• [WORK INSTRUCTIONS]:
- A) In the forgiveness advice text, what reason does the writer give for struggling with forgiveness?
- B) Reproduce the forgiveness advice text word for word, starting with "How the Problem" and going on through "following two things?".

• [TEXT PROVIDED]:
────
This has been a frequently asked question recently. Can you relate?
Question: Andrea, I could use some advice. I want to know how to forgive someone that wronged me for many things. But I’m not really sure how I can. All I think about is that I hope someone treats her the same way she treated me. I know that’s not right though. I know that to heal I have to forgive her, but how?
(I am going to give some ideas over the next couple of posts based on how God healed me when I was seeking understanding on this matter, but I hope some others will leave comments of what God has taught them in similar situations.)
I struggled with the same thing you are struggling with for quite a while. I believe my struggle was partially because I was never taught a complete definition of forgiveness and the greater framework in which it works. But before I get into how forgiveness plays a role in the bigger picture of what the Bible calls reconciliation, I want to take you “back in time” a bit in your relationship with this person who has wronged you.
How the Problem Begins
I am guessing after the offenses initially occurred in this relationship, your mind did not start with thoughts of wanting someone to treat her the same way she has treated you. If you are anything like I was in a similar situation, you initially just wanted to have a good relationship with this person. You wanted her to be someone you could trust because you desired to enjoy the blessing of reciprocity without the destructive behavior patterns that kill relationships.
I believe early on you simply wanted her to do what the Lord asks all of us to do when we have hurt or harmed another person. Is it fair to say you wanted her to take responsibility for her offenses by doing the following two things?
────
• [DATA EXCERPT]:

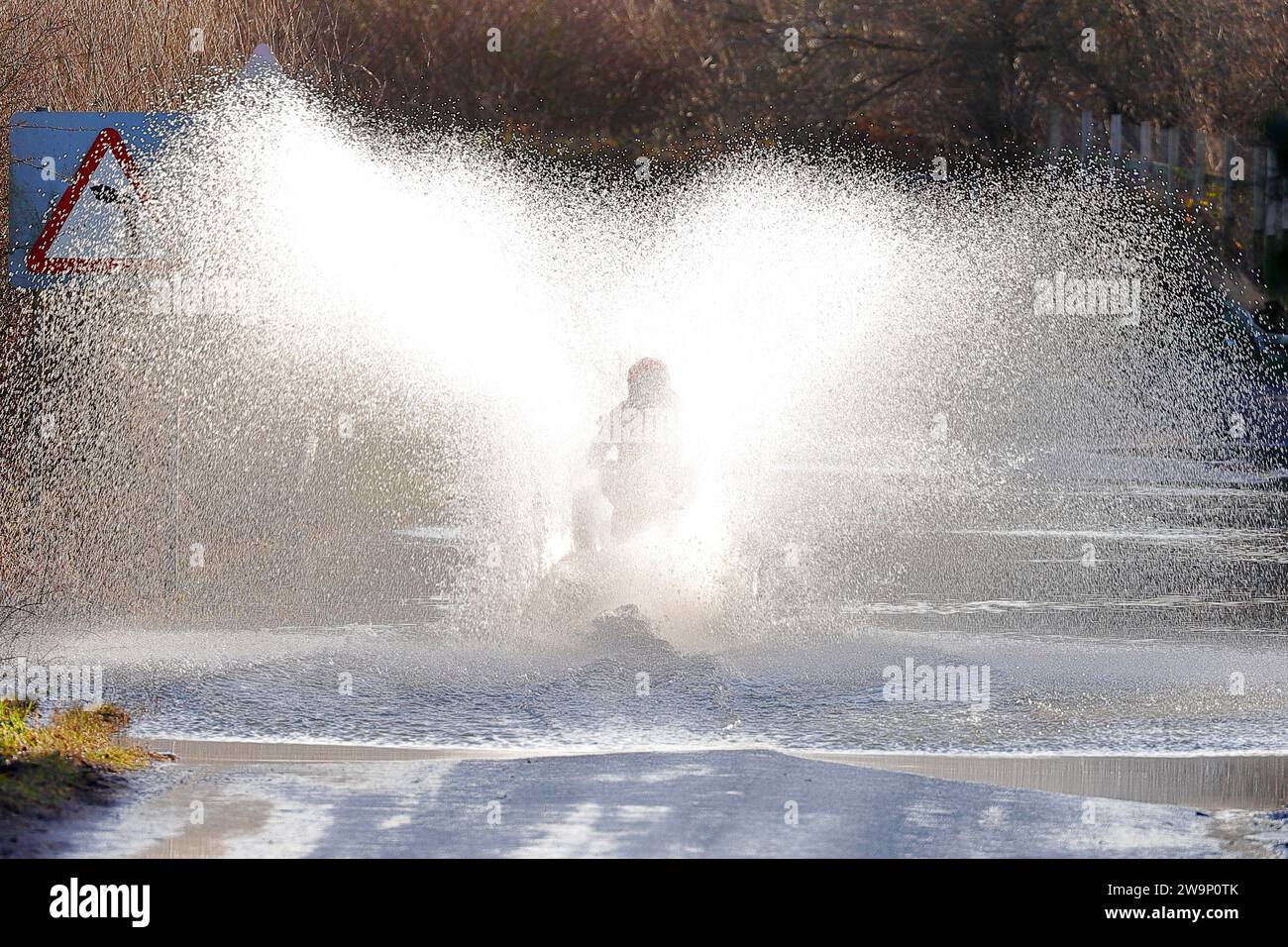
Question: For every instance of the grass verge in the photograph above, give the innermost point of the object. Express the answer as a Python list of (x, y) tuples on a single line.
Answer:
[(46, 766)]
────
• [IN RESPONSE]:
- A) The writer was never taught a complete definition of forgiveness and the greater framework in which it works.

- B)
How the Problem Begins
I am guessing after the offenses initially occurred in this relationship, your mind did not start with thoughts of wanting someone to treat her the same way she has treated you. If you are anything like I was in a similar situation, you initially just wanted to have a good relationship with this person. You wanted her to be someone you could trust because you desired to enjoy the blessing of reciprocity without the destructive behavior patterns that kill relationships.
I believe early on you simply wanted her to do what the Lord asks all of us to do when we have hurt or harmed another person. Is it fair to say you wanted her to take responsibility for her offenses by doing the following two things?